• Directions for this task: Count the lines in the items below that contain the string "camouflage", and reply with the number only.

<<<<

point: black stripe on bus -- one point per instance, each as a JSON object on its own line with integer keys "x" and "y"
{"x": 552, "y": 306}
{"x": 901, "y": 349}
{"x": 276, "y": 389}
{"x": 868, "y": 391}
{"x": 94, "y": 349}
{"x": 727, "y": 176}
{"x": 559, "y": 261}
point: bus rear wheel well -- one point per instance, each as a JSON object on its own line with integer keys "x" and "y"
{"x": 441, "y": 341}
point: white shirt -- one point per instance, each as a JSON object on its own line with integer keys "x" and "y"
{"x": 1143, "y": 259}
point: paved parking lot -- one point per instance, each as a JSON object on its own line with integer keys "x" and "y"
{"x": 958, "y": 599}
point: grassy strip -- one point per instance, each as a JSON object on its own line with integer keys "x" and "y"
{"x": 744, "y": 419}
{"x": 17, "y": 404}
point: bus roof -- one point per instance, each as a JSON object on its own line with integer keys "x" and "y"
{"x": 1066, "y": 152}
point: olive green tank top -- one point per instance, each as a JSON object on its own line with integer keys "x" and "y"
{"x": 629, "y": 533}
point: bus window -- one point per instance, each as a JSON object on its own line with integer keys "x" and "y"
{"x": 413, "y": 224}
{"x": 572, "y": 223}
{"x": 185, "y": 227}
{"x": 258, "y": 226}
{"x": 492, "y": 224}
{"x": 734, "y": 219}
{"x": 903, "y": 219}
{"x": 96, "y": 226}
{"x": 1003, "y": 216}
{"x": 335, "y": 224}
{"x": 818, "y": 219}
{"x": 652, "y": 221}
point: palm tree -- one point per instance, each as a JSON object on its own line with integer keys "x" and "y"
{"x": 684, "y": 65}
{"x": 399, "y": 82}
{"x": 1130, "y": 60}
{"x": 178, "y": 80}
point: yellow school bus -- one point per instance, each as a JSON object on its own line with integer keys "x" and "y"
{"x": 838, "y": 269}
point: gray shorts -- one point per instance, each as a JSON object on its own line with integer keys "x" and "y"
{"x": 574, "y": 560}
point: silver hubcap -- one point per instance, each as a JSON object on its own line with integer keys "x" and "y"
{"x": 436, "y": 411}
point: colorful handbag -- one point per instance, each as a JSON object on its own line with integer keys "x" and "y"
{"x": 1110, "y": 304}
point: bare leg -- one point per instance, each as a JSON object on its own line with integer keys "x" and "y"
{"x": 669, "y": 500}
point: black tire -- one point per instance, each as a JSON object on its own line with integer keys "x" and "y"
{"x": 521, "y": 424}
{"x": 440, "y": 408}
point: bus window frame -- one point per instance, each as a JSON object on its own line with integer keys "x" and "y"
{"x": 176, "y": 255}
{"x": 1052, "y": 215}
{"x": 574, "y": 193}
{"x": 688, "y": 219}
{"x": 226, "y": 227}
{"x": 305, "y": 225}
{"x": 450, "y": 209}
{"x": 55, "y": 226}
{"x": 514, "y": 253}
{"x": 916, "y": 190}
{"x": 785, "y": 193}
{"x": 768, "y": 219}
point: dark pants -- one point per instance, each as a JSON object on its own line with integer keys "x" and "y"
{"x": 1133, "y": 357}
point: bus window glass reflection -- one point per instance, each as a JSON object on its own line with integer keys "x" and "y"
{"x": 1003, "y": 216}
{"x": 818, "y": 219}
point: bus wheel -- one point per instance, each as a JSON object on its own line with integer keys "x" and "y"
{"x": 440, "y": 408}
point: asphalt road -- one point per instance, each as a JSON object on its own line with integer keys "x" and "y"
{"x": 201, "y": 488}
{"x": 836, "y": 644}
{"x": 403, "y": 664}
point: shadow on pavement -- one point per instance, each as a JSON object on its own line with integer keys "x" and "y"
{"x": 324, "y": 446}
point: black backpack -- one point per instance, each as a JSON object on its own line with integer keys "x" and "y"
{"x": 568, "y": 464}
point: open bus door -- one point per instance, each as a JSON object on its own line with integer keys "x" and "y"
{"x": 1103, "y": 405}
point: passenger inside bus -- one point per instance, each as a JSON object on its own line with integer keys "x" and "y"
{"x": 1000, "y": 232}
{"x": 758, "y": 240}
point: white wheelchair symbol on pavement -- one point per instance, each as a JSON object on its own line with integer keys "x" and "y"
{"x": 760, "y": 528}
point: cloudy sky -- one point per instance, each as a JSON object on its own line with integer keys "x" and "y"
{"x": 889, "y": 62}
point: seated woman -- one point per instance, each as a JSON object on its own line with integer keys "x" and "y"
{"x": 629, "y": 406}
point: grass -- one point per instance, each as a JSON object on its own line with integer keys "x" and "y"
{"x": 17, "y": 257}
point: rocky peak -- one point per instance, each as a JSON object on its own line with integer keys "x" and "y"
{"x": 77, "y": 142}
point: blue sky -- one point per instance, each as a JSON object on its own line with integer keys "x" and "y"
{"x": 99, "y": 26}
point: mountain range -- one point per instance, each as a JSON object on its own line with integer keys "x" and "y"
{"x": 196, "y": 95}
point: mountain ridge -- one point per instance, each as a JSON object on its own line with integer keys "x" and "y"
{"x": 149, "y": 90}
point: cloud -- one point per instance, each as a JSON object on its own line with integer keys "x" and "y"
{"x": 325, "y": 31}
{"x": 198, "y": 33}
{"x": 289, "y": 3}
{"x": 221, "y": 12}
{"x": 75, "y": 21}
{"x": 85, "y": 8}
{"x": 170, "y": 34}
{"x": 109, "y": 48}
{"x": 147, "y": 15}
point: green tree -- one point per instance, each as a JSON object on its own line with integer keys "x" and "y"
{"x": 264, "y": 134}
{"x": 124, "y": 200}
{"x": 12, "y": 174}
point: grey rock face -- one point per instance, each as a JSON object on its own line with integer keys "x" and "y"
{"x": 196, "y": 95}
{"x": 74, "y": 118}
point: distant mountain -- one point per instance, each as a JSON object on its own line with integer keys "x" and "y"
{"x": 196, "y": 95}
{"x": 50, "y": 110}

>>>>
<<<<

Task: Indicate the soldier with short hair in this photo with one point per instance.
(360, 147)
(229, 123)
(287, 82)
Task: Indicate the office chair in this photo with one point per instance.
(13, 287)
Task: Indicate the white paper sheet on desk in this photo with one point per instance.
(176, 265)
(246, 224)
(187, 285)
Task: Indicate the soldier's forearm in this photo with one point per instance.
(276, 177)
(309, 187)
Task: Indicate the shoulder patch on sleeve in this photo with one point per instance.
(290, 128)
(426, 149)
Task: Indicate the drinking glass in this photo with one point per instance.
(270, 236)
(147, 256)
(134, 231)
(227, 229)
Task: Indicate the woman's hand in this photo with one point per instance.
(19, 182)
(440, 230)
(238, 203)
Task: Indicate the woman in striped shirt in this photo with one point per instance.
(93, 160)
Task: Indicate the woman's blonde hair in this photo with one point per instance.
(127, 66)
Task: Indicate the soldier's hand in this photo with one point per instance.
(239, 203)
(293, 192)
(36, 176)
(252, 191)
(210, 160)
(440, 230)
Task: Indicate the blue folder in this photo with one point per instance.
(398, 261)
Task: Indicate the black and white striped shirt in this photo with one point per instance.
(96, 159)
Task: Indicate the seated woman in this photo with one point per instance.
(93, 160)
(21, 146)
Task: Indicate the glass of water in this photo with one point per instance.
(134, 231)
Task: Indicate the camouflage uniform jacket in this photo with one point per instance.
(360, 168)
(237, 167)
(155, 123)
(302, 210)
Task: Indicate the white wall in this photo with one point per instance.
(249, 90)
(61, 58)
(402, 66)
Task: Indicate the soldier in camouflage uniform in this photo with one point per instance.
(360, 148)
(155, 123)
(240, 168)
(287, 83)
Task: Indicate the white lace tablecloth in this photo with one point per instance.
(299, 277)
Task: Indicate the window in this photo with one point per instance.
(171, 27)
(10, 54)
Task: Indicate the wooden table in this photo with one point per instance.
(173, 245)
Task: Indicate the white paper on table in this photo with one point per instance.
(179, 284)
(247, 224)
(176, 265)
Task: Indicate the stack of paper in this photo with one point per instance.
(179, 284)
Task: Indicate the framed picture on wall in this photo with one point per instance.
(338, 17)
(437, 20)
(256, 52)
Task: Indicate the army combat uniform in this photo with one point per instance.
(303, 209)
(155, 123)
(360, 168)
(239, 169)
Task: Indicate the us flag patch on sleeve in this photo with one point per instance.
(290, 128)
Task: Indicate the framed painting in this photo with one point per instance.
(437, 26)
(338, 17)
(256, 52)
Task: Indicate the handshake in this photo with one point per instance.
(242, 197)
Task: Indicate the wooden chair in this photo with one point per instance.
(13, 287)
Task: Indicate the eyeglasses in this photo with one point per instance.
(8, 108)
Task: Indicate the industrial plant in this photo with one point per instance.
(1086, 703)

>>>>

• Task result: 2